GLOBAL DEFENSE MARKET

U.K. Defense Export Market Faces ‘Double Whammy’

5/15/2020
By Yasmin Tadjdeh

Ministry of Defence photo

Future U.K. defense exports may take a big hit as the United Kingdom grapples with not only the effects of Brexit, but the coronavirus, experts say. 

Earlier this year the United Kingdom officially broke away from the European Union in what has become known as Brexit. However, the process of fully extricating itself, as well as brokering new trade deals with European nations, will take many months. 

Brexit has coincided with the emergence of COVID-19, which first began in Wuhan, China, late last year. The virus is expected to have a major effect on U.K. defense exports, dealing a blow to the nation that had plans to bolster its sales by brokering new trade deals post-Brexit.

Last year, the future appeared brighter. In September, long before COVID-19 ravaged the globe and Brexit was still months away, Ben Wallace, secretary of state for defence for the United Kingdom, voiced optimism. 

“We remain a world leading exporter,” he said during remarks at the 2019 Defence and Security Equipment International conference, which was held at the sprawling ExCel Centre in East London. “The potential of our defense sector is limitless.”
★ ★ ★ ★ ★ ★ ★
▸ **TASKS TO COMPLETE**:
1. Return the passage of the article on U.K. defense exports from "Earlier this year" to "take many months.".
2. Answer these questions using the article on U.K. defense exports:
(a) Who wrote the article?
(b) Where did COVID-19 first begin?
(c) At what venue was the 2019 Defence and Security Equipment International conference held?
3. Name every country, city, and city district mentioned in the article on U.K. defense exports.

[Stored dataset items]
★ ★ ★ ★ ★ ★ ★
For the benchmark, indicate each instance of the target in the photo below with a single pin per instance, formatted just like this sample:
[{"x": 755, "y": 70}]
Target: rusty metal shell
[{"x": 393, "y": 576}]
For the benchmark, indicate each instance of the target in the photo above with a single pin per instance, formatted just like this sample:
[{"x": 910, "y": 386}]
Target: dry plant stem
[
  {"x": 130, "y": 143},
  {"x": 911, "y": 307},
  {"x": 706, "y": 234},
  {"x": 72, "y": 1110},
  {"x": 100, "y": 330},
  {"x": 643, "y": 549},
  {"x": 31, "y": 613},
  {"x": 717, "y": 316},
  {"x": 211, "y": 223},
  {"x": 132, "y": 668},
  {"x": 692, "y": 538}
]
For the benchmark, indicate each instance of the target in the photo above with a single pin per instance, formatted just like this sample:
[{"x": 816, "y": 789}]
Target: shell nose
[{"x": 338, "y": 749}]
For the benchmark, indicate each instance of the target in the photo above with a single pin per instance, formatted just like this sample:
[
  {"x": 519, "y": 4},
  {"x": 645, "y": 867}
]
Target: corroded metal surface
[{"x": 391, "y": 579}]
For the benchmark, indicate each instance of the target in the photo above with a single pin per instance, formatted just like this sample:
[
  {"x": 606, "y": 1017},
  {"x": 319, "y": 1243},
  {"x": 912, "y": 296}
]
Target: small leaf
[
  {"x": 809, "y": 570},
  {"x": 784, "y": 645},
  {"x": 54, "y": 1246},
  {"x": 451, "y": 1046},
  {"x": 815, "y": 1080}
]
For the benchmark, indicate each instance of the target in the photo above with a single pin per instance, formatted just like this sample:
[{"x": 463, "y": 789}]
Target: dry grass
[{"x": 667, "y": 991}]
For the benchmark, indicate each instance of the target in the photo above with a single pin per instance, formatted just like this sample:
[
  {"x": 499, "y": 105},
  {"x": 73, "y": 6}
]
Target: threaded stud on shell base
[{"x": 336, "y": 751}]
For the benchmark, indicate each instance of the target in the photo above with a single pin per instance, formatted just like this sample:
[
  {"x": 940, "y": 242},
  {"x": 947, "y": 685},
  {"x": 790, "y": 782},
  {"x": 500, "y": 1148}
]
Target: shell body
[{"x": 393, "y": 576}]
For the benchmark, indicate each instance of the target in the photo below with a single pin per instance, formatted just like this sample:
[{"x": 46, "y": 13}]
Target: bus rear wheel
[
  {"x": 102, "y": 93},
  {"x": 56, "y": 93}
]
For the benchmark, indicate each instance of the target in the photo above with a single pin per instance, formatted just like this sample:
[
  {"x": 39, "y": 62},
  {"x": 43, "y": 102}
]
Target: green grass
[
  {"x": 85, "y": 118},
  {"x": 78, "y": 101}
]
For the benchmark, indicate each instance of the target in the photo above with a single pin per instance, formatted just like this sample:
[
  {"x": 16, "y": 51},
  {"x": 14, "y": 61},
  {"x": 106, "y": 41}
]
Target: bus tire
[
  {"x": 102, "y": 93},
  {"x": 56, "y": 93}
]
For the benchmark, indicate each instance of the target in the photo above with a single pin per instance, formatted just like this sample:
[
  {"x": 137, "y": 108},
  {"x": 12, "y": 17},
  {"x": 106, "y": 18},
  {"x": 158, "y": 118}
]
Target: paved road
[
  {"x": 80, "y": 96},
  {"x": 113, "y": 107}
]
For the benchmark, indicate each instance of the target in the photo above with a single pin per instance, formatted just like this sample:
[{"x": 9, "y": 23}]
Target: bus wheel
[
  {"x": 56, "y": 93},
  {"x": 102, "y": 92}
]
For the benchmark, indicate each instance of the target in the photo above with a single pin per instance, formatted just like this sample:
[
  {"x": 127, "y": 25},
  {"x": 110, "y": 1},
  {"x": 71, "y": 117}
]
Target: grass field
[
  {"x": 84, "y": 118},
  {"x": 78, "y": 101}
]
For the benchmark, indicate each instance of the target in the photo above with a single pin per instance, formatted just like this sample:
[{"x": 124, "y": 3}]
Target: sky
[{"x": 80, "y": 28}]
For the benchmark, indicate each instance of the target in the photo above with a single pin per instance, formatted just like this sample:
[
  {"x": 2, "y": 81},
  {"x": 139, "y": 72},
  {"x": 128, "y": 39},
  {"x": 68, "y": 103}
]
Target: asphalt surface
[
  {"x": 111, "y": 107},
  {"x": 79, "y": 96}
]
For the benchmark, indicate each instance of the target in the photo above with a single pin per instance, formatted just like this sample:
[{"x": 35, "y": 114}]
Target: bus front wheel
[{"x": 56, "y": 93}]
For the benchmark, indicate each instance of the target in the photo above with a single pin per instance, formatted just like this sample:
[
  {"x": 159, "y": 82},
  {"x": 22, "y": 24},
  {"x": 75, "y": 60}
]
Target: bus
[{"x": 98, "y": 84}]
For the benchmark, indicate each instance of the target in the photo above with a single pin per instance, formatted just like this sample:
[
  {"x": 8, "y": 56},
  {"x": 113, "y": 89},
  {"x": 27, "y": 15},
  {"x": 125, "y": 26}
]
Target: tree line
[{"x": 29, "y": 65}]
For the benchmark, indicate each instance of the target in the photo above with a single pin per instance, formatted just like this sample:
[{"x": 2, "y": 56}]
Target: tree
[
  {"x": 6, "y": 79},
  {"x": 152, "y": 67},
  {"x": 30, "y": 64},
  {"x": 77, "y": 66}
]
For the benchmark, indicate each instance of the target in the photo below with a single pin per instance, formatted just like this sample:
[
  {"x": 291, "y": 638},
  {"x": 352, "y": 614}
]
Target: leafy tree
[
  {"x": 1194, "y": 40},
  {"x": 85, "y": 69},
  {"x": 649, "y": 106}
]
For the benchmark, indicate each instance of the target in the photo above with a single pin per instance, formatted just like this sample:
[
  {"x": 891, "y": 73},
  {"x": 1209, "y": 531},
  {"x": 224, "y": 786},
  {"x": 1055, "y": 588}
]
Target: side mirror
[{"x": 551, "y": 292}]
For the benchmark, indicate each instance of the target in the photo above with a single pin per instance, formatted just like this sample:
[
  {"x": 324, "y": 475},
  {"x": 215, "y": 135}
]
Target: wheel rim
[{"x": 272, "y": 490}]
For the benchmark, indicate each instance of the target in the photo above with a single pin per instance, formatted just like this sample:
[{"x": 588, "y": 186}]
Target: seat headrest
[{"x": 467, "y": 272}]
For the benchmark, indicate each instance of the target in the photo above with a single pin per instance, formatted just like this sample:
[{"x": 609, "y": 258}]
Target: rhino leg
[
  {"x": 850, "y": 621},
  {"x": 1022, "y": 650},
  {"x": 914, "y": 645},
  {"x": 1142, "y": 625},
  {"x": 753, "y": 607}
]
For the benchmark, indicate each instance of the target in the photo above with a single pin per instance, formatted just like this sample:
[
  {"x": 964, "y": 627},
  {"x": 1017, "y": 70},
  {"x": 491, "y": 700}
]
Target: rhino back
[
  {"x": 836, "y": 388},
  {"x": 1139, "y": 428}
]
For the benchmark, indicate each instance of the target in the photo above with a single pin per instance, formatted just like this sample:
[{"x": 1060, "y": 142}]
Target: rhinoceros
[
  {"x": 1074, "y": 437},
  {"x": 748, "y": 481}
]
★ ★ ★ ★ ★ ★ ★
▸ **YOUR RESPONSES**:
1.
Earlier this year the United Kingdom officially broke away from the European Union in what has become known as Brexit. However, the process of fully extricating itself, as well as brokering new trade deals with European nations, will take many months.

2.
(a) Yasmin Tadjdeh
(b) Wuhan, China
(c) The ExCel Centre in East London

3.
United Kingdom
China
Wuhan
East London